(Recorded data)
===============

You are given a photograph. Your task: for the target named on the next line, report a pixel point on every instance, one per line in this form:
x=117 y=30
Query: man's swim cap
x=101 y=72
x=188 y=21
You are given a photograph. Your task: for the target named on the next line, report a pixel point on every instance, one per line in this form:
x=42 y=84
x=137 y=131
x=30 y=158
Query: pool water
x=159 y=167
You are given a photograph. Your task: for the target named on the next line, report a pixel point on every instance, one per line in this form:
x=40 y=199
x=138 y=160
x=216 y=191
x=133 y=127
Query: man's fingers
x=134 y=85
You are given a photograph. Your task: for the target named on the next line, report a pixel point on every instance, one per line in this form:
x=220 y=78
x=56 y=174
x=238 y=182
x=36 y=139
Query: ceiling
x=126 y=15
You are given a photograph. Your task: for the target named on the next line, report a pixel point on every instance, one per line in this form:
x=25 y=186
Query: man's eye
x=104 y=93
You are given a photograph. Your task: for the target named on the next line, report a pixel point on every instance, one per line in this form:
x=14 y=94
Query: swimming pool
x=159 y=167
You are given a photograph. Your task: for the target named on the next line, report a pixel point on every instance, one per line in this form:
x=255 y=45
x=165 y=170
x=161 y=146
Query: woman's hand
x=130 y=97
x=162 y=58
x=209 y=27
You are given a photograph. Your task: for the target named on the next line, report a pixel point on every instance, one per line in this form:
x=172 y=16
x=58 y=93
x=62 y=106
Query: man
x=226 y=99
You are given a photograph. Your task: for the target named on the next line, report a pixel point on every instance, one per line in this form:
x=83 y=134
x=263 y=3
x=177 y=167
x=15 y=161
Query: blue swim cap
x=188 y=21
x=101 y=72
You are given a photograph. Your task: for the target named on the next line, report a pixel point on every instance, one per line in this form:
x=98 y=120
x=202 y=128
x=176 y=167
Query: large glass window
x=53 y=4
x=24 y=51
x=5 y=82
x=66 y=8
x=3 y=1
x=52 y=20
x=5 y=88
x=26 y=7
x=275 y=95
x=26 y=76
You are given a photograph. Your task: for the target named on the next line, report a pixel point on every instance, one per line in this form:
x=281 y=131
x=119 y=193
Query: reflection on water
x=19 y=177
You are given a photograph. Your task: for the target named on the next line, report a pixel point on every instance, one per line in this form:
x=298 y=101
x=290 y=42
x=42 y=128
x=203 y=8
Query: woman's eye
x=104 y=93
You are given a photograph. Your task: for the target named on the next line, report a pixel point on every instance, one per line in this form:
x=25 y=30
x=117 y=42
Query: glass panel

===============

**What you are asked to do**: Transcribe each entry precisely, missing none.

**Output for this exercise**:
You are given a photograph. Your task: for the target named on the next line, report a pixel point on every instance, one per line in this form:
x=117 y=30
Query: man's swim cap
x=101 y=72
x=188 y=21
You are given a photograph. Your task: for the target named on the next line, report a pixel point on every instance, one per line in this form:
x=42 y=84
x=137 y=131
x=30 y=158
Query: pool water
x=159 y=167
You are given a photograph. Your task: for the target named on the next line, report a pixel point on every instance, one per line in this form:
x=40 y=199
x=138 y=160
x=216 y=191
x=133 y=127
Query: man's fingers
x=134 y=85
You are given a photograph. Your task: for the target named on the next line, report a pixel point on every instance, one per line in this form:
x=220 y=78
x=56 y=174
x=238 y=182
x=36 y=139
Query: ceiling
x=126 y=15
You are given a photograph. Your task: for the target named on the next line, report a pixel point on every instance, one per line in this form:
x=25 y=186
Query: man's eye
x=104 y=93
You are given a photograph. Your task: for the target named on the next line, report a pixel point on every instance, one per line in this form:
x=14 y=94
Query: swimming pool
x=159 y=167
You are given a photograph. Your task: for the target named on the next line, report a pixel point on every instance, one per line in this form:
x=255 y=45
x=165 y=170
x=161 y=146
Query: woman's hand
x=130 y=97
x=162 y=58
x=209 y=27
You are given a photograph. Your task: for the target named on the next line, report a pixel point on every instance, one per line in this form:
x=172 y=16
x=58 y=93
x=62 y=106
Query: man
x=226 y=99
You are given a photograph. Your task: for the target named on the next line, report a pixel point on every instance, one per line in this form:
x=83 y=134
x=263 y=3
x=177 y=167
x=15 y=161
Query: blue swim cap
x=188 y=21
x=101 y=72
You are given a photograph. Your task: for the target named on the next line, report a pixel point on every instance, one per line in this form:
x=98 y=120
x=202 y=128
x=176 y=167
Query: large glass window
x=53 y=4
x=24 y=51
x=5 y=82
x=66 y=8
x=3 y=1
x=52 y=20
x=5 y=88
x=26 y=7
x=275 y=95
x=26 y=76
You are given a photograph. Your task: for the target named on the next line, report a pixel point on every instance, one per line in this form:
x=281 y=131
x=119 y=193
Query: reflection on water
x=19 y=177
You are given a photograph. Your task: for the target named on the next line, report a pixel point on every instance, one per line in this form:
x=298 y=101
x=290 y=42
x=42 y=128
x=203 y=8
Query: woman's eye
x=104 y=93
You are given a photograph. Your task: for the target named on the next line, report a pixel point on every instance, one per line in this form:
x=25 y=30
x=117 y=42
Query: glass panel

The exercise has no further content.